**OPDRACHT**.
Wil je het deel van de gegeven tekst dat begint met "Kippenhouder Van de" en doorloopt tot en met "zijn kerkelijke gemeente." letterlijk overtypen?

**GEGEVEN TEKST**.
▽

Kippenhouder Van de Heg in spanning om vogelgriep
Het is een spannende tijd voor Bertus van de Heg (33) uit Lunteren. Vogelgriep bedreigt de Nederlandse pluimveehouderij. En dus ook het bedrijf van Van de Heg, met 60.000 legkippen. Dat de overheid direct maatregelen nam, stemt hem tevreden. Dankbaar is hij voor de voorbede in zijn kerkelijke gemeente.
„Laat de fotograaf maar bellen als hij aan de weg staat, dan kom ik wel naar hem toe.” Dit advies tekent de manier waarop Van de Heg al enkele weken met bezoekers omgaat. „De dierenarts was hier vorige week voor controle. Vooraf en na die tijd heeft hij zich gedoucht. Dat is altijd goed, maar nu zijn we er extra scherp op.”

△

**Gegevens voor tekst-naar-regio-grounding**.
▽

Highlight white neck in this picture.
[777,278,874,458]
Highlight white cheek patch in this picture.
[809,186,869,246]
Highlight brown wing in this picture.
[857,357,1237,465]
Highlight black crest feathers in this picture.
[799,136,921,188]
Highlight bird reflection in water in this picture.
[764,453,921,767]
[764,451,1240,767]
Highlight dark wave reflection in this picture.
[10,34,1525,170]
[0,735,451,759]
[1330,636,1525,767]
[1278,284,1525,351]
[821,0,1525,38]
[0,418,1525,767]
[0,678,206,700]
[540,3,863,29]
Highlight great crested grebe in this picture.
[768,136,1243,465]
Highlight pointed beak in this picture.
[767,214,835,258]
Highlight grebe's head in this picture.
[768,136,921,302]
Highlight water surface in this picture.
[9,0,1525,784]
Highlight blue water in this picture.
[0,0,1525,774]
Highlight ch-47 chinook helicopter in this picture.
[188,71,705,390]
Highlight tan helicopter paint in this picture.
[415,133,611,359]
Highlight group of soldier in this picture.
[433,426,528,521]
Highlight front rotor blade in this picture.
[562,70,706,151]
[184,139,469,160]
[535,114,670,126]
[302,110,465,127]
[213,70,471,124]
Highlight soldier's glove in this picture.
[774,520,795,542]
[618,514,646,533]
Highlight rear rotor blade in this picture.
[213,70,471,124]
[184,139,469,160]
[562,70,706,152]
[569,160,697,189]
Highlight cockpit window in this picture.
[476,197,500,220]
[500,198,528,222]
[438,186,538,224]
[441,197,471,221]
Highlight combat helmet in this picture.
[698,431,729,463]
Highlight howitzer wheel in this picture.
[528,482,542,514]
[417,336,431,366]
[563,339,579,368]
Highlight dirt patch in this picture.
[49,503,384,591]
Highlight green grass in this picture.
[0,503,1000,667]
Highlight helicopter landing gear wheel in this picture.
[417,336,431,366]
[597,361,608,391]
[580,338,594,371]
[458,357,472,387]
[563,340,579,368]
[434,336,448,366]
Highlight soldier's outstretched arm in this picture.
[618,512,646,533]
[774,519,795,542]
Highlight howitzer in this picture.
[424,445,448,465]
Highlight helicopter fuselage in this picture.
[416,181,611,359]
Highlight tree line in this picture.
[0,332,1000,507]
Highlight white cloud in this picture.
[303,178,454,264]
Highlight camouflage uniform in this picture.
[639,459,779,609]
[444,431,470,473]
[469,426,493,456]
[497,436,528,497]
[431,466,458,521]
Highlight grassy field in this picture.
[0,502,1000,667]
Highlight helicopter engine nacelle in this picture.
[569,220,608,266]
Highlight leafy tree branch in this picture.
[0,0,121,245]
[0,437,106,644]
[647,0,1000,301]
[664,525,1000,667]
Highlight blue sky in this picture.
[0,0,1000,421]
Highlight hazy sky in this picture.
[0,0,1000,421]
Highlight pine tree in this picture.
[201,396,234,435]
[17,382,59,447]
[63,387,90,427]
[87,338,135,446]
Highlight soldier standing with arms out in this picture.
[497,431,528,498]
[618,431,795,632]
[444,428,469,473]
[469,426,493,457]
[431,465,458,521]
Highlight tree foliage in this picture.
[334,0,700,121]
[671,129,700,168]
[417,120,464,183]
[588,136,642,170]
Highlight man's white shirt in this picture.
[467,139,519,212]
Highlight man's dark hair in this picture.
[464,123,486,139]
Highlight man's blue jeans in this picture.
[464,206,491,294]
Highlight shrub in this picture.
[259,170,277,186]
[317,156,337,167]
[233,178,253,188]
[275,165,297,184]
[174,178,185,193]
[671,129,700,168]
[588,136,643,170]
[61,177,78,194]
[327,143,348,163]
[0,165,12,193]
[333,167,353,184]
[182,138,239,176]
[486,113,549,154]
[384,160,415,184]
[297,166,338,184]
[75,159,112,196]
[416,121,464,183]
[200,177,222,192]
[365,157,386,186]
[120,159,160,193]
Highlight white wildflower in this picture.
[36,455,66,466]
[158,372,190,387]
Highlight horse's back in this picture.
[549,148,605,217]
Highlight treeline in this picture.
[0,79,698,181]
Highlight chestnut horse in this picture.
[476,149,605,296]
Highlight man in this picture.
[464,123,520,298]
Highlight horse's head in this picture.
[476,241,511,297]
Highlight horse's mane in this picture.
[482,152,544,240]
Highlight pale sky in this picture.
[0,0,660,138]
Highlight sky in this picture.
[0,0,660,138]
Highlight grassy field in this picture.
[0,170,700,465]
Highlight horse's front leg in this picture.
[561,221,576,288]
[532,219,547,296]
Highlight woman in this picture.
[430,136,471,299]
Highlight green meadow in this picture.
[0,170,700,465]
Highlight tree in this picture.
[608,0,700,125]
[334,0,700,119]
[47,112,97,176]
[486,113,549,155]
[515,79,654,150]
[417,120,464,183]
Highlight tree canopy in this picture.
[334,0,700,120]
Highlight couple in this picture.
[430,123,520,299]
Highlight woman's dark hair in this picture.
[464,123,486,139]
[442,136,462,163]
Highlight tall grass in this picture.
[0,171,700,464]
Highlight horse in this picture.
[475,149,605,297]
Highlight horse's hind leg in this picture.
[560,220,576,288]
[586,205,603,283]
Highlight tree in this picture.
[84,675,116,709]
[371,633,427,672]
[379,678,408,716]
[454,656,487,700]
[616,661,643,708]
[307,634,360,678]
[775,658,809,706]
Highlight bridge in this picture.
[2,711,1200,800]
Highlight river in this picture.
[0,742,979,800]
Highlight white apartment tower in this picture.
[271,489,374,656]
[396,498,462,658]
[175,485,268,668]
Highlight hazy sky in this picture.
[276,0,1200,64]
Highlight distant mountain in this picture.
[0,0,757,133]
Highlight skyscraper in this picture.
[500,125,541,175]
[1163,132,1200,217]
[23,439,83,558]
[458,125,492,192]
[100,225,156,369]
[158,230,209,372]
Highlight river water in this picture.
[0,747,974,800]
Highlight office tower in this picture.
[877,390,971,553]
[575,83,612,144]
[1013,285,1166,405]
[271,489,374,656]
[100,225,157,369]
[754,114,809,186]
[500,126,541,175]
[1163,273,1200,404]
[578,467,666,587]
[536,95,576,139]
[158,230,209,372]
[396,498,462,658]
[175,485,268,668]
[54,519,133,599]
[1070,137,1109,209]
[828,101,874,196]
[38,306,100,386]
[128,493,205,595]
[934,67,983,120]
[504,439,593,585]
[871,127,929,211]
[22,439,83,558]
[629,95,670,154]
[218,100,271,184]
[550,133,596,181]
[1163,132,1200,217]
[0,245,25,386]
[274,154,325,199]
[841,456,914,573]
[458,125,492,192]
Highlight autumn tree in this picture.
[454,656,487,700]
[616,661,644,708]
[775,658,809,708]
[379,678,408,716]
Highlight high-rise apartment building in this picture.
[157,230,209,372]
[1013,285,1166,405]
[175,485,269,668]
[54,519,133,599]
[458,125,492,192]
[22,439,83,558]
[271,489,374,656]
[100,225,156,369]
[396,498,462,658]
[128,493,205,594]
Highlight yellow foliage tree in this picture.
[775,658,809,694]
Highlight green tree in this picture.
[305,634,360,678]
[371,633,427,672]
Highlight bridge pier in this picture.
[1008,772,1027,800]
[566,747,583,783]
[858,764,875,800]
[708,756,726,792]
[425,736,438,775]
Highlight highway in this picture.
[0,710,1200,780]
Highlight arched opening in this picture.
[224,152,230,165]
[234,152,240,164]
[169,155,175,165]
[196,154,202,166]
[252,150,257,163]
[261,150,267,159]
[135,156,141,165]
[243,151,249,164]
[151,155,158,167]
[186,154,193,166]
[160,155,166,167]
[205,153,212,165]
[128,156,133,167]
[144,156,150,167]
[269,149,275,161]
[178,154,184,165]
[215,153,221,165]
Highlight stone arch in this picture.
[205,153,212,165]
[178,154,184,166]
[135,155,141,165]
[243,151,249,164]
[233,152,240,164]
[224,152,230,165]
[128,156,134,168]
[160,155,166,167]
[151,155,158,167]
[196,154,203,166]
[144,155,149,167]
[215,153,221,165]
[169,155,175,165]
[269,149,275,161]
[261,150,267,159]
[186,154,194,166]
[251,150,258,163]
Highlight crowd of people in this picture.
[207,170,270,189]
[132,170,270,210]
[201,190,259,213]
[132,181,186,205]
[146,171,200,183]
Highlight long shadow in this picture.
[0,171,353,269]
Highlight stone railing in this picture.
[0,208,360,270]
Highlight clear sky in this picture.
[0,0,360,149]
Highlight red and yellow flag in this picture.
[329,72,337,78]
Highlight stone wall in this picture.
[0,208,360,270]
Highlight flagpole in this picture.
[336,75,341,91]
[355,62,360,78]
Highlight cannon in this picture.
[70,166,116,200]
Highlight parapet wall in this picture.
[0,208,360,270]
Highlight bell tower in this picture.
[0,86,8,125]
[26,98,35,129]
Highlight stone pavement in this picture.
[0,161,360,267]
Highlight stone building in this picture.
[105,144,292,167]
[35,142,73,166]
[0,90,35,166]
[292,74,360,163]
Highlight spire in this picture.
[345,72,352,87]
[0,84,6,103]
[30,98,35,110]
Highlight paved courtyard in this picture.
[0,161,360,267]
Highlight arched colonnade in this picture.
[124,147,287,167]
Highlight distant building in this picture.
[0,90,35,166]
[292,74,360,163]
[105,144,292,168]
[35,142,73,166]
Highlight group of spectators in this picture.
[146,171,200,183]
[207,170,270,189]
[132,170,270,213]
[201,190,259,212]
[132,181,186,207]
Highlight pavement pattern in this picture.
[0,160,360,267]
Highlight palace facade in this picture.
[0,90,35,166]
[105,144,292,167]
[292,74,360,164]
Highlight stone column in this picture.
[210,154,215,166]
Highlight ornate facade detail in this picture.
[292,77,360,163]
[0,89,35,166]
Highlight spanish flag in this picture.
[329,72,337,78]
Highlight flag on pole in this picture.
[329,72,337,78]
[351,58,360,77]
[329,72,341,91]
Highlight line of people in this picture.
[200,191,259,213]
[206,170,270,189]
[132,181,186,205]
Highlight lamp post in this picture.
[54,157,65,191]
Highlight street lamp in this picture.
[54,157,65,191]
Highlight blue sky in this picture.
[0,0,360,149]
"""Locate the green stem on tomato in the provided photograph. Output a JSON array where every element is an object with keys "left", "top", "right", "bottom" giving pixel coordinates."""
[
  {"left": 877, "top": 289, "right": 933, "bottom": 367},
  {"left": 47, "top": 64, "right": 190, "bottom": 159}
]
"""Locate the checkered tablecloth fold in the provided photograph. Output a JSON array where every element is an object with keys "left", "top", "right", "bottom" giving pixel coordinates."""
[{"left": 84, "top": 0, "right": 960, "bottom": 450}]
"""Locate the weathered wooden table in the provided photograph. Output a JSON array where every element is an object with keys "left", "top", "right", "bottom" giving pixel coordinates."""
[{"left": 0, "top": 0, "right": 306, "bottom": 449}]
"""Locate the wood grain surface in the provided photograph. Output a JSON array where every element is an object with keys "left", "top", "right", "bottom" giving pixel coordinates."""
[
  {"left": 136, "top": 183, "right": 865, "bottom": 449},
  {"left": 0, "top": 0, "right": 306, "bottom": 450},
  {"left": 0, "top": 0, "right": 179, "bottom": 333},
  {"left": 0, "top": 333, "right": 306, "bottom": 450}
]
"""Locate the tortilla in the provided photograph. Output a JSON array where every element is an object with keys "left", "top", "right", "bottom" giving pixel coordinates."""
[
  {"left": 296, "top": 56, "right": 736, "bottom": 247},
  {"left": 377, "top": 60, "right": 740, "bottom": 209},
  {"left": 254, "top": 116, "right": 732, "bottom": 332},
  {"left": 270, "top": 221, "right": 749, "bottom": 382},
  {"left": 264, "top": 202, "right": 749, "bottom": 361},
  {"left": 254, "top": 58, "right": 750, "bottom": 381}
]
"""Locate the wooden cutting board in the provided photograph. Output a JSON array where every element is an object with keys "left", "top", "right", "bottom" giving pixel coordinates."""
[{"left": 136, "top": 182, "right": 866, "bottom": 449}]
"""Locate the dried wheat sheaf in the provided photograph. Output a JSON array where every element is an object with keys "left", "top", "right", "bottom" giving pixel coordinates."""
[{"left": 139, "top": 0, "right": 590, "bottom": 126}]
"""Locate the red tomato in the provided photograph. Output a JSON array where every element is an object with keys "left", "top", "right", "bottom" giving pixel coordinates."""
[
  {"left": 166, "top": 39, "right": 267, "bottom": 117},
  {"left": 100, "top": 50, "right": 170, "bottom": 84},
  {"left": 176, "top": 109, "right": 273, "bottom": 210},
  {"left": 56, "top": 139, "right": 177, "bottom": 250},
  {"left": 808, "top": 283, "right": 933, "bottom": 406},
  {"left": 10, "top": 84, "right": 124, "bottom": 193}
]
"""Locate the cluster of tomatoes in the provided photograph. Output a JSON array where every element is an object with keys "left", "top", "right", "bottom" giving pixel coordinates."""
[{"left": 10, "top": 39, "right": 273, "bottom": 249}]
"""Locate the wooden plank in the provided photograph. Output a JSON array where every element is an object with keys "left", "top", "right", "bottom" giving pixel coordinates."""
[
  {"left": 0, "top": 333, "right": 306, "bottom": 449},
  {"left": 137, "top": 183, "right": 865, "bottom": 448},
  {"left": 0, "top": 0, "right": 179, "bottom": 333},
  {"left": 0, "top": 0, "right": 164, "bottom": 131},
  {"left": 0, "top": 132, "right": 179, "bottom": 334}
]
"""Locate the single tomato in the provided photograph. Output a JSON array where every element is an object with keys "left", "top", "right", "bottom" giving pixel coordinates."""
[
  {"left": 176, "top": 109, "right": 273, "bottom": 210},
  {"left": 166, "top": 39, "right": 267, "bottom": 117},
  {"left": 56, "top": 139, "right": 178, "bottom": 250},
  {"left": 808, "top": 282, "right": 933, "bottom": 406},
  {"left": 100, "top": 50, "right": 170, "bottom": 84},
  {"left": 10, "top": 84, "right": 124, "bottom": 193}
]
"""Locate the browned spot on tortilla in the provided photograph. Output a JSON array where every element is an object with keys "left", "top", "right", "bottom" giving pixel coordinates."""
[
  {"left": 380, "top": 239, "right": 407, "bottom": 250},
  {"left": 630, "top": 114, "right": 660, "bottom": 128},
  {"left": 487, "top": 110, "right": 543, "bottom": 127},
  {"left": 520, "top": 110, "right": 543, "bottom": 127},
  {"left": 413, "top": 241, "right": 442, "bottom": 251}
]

△

**RESULTAAT**.
Kippenhouder Van de Heg in spanning om vogelgriep
Het is een spannende tijd voor Bertus van de Heg (33) uit Lunteren. Vogelgriep bedreigt de Nederlandse pluimveehouderij. En dus ook het bedrijf van Van de Heg, met 60.000 legkippen. Dat de overheid direct maatregelen nam, stemt hem tevreden. Dankbaar is hij voor de voorbede in zijn kerkelijke gemeente.